(DATA PROVIDED)
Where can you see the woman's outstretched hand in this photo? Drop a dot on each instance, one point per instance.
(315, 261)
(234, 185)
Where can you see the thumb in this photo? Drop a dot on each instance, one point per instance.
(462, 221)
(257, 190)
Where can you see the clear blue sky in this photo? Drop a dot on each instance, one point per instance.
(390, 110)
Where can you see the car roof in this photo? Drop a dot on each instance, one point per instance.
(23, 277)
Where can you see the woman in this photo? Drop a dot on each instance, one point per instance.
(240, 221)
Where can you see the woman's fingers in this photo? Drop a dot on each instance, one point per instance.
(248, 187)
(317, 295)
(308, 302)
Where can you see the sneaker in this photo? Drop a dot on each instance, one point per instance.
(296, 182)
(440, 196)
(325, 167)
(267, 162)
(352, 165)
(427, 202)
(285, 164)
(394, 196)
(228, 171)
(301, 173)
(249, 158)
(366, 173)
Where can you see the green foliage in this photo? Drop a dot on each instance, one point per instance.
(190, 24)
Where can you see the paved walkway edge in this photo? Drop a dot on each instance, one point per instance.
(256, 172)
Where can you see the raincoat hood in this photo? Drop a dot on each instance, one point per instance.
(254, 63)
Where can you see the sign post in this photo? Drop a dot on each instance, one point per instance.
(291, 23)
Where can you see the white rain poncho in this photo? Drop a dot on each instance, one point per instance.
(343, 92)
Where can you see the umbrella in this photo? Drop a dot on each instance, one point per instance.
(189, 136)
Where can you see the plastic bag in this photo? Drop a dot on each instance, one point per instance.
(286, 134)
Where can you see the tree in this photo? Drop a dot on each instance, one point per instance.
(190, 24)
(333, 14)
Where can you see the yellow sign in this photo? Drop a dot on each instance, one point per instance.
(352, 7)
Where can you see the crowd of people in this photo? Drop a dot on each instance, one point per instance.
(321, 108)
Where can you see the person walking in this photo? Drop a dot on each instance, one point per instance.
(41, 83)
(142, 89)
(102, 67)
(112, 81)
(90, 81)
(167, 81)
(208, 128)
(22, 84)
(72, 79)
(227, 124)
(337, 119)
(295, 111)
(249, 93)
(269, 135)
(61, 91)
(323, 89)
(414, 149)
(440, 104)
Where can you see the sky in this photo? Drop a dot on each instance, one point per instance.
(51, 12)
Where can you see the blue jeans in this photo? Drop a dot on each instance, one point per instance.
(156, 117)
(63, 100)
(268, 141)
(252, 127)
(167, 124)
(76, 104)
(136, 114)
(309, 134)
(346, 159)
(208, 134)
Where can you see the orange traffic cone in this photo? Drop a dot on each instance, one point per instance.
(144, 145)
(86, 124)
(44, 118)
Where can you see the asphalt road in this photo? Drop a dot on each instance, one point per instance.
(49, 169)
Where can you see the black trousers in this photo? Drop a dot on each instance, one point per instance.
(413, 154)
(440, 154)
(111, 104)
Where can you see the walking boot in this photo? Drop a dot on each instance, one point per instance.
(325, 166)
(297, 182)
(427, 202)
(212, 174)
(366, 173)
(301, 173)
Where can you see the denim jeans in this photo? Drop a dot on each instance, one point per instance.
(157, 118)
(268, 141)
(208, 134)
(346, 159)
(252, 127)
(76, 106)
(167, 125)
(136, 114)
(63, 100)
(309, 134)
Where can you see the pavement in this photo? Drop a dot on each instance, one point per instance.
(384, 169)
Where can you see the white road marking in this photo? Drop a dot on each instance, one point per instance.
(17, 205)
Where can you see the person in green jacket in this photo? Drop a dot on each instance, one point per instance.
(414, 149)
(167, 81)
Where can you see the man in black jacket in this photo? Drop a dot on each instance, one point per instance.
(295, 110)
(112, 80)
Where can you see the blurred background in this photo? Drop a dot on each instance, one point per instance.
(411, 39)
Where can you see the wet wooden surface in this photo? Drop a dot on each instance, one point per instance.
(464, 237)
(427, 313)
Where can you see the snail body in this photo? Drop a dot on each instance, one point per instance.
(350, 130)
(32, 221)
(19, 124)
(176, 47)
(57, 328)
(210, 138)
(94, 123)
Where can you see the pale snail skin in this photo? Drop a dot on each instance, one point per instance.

(WRITTEN INSTRUCTION)
Reproduce all of the records exactly.

(REPLY)
Where can you see the woman's outstretched hand in this photo? Drop a dot on each instance, one point per instance.
(315, 261)
(234, 185)
Where can you see the thumb in this photo? Drop a dot on each instance, one point per instance.
(462, 221)
(257, 190)
Where can you see the clear blue sky in this photo? Drop a dot on each instance, one point per instance.
(390, 110)
Where can you see the car roof in this photo? Drop a dot on each instance, one point per instance.
(23, 277)
Where can you see the woman in this photo? Drop a dot on each instance, one point per instance.
(240, 221)
Where can you see the woman's fingers in this photo? Drop a dot on each instance, one point per instance.
(248, 187)
(317, 295)
(308, 302)
Where can you see the sneaker in this photo? Drop a dot on each instance, one point per instance.
(296, 182)
(440, 196)
(325, 167)
(267, 162)
(352, 165)
(427, 202)
(285, 164)
(394, 196)
(228, 171)
(301, 173)
(249, 158)
(366, 173)
Where can you see the green foliage in this photo? Drop a dot on each instance, one point per instance.
(190, 24)
Where can you see the paved walkway edge in this photo? Drop a dot on each instance, one point per instance.
(256, 172)
Where can you see the raincoat hood in this photo? Drop a dot on each instance, one point per instance.
(254, 63)
Where can you see the sign post in this photo? Drop a dot on each instance, one point per instance.
(291, 23)
Where can you see the white rain poncho in this photo? Drop a dot on each instance, one point per instance.
(343, 92)
Where can you see the umbrella in this photo? Drop a dot on each instance, one point per instance.
(189, 136)
Where can you see the plastic bag in this photo? Drop a dot on each instance, one point per instance.
(286, 134)
Where can you see the tree in this photo? Drop a dot on each instance, one point per instance.
(190, 24)
(333, 14)
Where can you see the yellow sign in this photo? Drop a dot on each instance, one point per instance.
(352, 7)
Where can you see the crowd of people in this photo? Drop a dot on each instance, one point per instance.
(321, 108)
Where can you see the person walking in this photo? Drop a dot on each instance, one point per instance.
(41, 83)
(142, 89)
(102, 67)
(112, 81)
(90, 81)
(167, 81)
(208, 128)
(22, 84)
(72, 79)
(227, 124)
(337, 119)
(295, 111)
(249, 93)
(269, 135)
(61, 91)
(323, 89)
(414, 149)
(440, 104)
Where can you see the sky in this photo? Drop a dot on each instance, one point per instance.
(51, 12)
Where can you see the blue jeans in this photo? Drop a dot on each instance, one point per instance.
(156, 117)
(63, 100)
(268, 141)
(252, 127)
(167, 124)
(76, 104)
(136, 114)
(309, 134)
(346, 159)
(208, 134)
Where can you see the orange traffic cone in this photo? Drop a dot on each instance, one point per instance.
(144, 145)
(86, 124)
(44, 118)
Where can you see the asphalt road in this photo? Drop a dot on each instance, one point per instance.
(49, 169)
Where can you see the black trousers in this photo? Drop a dot on each instance, one point per instance.
(413, 154)
(440, 154)
(111, 104)
Where can you see the walking boot in this photo? Drop a dot on each instance, one point per instance.
(325, 166)
(297, 182)
(427, 202)
(212, 174)
(366, 173)
(301, 173)
Where can you see the denim jeans in this photo? Drop a dot on each instance, one point per instance.
(157, 118)
(268, 141)
(208, 134)
(346, 159)
(252, 127)
(76, 106)
(167, 125)
(136, 114)
(63, 100)
(309, 134)
Where can you see the pavement in this photo? Drop a dot on each instance, one point per instance.
(384, 169)
Where can you see the white road marking in this photo? Drop a dot on each instance, one point per instance.
(17, 205)
Where can you see the person in green jacket in this photo? Drop a dot on each instance, one point per instance.
(414, 149)
(167, 81)
Where can you see the man in black jacket in this photo? Drop a dot on each instance, one point per instance.
(295, 110)
(112, 80)
Where can you see the blurred background in this photo? Drop a dot on each instance, one point per instance.
(411, 39)
Where can you see the wet wooden surface in this photo? Drop a dot on each instance, one point per instance.
(464, 237)
(427, 313)
Where can you see the snail body in this photo? Drop a dot on each instance, one point per instance.
(350, 130)
(32, 221)
(19, 124)
(176, 47)
(57, 328)
(210, 138)
(94, 123)
Where can you see the pale snail skin in this photo? Drop a dot on each instance, one point per instance.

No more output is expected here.